SHORT EXERCISE. Render every row below as a Markdown table with two columns: Row, holding each line's number, and Text, holding the line itself. Leave out any blank lines.

○ ○ ○ ○

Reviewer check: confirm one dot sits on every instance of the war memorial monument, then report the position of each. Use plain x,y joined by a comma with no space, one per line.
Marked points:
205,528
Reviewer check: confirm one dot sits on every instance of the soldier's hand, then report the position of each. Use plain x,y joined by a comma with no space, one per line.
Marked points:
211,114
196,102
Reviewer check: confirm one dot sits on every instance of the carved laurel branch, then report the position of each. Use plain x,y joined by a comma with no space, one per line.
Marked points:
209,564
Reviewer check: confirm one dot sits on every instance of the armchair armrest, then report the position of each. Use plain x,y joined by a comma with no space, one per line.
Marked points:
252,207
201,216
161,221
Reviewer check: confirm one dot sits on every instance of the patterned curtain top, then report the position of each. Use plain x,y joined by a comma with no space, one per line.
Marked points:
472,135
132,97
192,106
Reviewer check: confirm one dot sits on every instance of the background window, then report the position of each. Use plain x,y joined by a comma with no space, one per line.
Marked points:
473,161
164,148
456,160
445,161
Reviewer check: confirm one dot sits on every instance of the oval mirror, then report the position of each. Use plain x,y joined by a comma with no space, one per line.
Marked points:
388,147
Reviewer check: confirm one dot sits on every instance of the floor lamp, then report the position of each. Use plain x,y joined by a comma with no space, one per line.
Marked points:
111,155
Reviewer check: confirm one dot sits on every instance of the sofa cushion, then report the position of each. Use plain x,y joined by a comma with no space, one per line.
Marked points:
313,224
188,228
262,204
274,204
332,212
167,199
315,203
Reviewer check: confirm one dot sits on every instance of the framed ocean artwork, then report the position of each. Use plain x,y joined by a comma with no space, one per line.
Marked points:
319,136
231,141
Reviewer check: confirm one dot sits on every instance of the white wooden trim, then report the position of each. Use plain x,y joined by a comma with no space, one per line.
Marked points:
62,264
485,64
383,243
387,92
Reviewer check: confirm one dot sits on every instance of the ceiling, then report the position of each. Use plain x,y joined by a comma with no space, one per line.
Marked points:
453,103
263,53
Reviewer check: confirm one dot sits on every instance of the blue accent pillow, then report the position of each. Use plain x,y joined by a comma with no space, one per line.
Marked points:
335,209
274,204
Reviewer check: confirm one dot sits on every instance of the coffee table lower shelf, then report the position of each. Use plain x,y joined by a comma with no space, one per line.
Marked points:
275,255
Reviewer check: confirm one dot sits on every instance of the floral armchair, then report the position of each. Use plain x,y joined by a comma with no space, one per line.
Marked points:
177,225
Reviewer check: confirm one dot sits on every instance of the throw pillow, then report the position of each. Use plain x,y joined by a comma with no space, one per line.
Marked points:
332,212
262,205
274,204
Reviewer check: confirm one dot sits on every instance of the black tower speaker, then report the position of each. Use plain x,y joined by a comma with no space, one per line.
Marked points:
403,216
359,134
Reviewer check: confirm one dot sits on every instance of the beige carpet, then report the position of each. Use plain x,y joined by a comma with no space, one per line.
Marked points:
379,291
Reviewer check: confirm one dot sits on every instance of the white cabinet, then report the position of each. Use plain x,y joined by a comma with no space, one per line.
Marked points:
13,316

○ ○ ○ ○

SOLUTION FOR THIS PROBLEM.
| Row | Text |
|---|---|
| 1 | Reviewer check: confirm one dot sits on every instance of the war memorial monument, then report the position of each. Use plain x,y joined by a comma with no space, one per line. |
| 2 | Marked points: |
| 3 | 205,528 |
| 4 | Reviewer check: confirm one dot sits on every instance of the soldier's hand, then report the position of each. Use plain x,y joined by a comma with no space, one per line. |
| 5 | Marked points: |
| 6 | 211,114 |
| 7 | 196,102 |
| 8 | Reviewer check: confirm one dot sits on every instance of the carved laurel branch, then report the position of each. Use plain x,y joined by a comma with no space, one per line. |
| 9 | Marked points: |
| 10 | 209,564 |
| 11 | Reviewer check: confirm one dot sits on every instance of the armchair armrest, then report the position of each. Use plain x,y joined by a comma with no space, one per line. |
| 12 | Marked points: |
| 13 | 252,207 |
| 14 | 201,216 |
| 15 | 161,221 |
| 16 | Reviewer check: confirm one dot sits on every instance of the patterned curtain top, then report the position of each. Use plain x,y joined by a comma with no space, one per line. |
| 17 | Marked points: |
| 18 | 472,135 |
| 19 | 132,97 |
| 20 | 192,106 |
| 21 | Reviewer check: confirm one dot sits on every instance of the background window, then report the position of each. Use plain x,y joined by a comma with no space, one per line. |
| 22 | Marked points: |
| 23 | 473,161 |
| 24 | 164,148 |
| 25 | 456,160 |
| 26 | 445,161 |
| 27 | Reviewer check: confirm one dot sits on every instance of the oval mirror, then report the position of each. Use plain x,y joined by a comma with no space, one per line. |
| 28 | Marked points: |
| 29 | 388,147 |
| 30 | Reviewer check: confirm one dot sits on every instance of the floor lamp, then report the position of each. Use plain x,y joined by a comma with no space, one per line. |
| 31 | Marked points: |
| 32 | 111,155 |
| 33 | Reviewer check: confirm one dot sits on every instance of the sofa cushion, then report the position of each. Use plain x,y joined by a comma with no space, one per line. |
| 34 | Marked points: |
| 35 | 313,224 |
| 36 | 188,228 |
| 37 | 262,204 |
| 38 | 274,204 |
| 39 | 332,212 |
| 40 | 167,199 |
| 41 | 315,203 |
| 42 | Reviewer check: confirm one dot sits on every instance of the framed ocean artwork, then report the position of each. Use plain x,y joined by a comma with no space, one per line. |
| 43 | Marked points: |
| 44 | 319,136 |
| 45 | 231,141 |
| 46 | Reviewer check: confirm one dot sits on every instance of the white wooden trim, then report the position of each. Use plain x,y joined by a comma with no space, one per line. |
| 47 | Marked points: |
| 48 | 62,264 |
| 49 | 485,64 |
| 50 | 383,243 |
| 51 | 387,92 |
| 52 | Reviewer check: confirm one dot sits on every instance of the ceiling, then report the position of each. Use plain x,y joined by a comma with no space, one per line. |
| 53 | Marked points: |
| 54 | 453,103 |
| 55 | 263,53 |
| 56 | Reviewer check: confirm one dot sits on every instance of the blue accent pillow, then report the position of each. Use plain x,y joined by a comma with no space, one per line. |
| 57 | Marked points: |
| 58 | 335,209 |
| 59 | 274,204 |
| 60 | Reviewer check: confirm one dot sits on every instance of the coffee table lower shelf, then report the position of each. Use plain x,y joined by a comma with no space, one per line. |
| 61 | Marked points: |
| 62 | 275,255 |
| 63 | Reviewer check: confirm one dot sits on every instance of the floral armchair, then report the position of each. Use plain x,y joined by a comma with no space, one per line. |
| 64 | Marked points: |
| 65 | 177,225 |
| 66 | Reviewer check: confirm one dot sits on every instance of the throw pillow, then report the position of each. Use plain x,y joined by a comma with no space, one per line. |
| 67 | Marked points: |
| 68 | 332,212 |
| 69 | 262,205 |
| 70 | 274,204 |
| 71 | Reviewer check: confirm one dot sits on every instance of the black tower speaker, then report the position of each. Use plain x,y joined by a comma with no space, one per line. |
| 72 | Marked points: |
| 73 | 403,216 |
| 74 | 359,134 |
| 75 | Reviewer check: confirm one dot sits on every instance of the beige carpet, then report the position of each. Use plain x,y joined by a comma with no space, one per line. |
| 76 | Marked points: |
| 77 | 379,291 |
| 78 | Reviewer check: confirm one dot sits on every instance of the white cabinet, then report the position of each. Use plain x,y joined by a comma with no space, one per line. |
| 79 | Marked points: |
| 80 | 13,316 |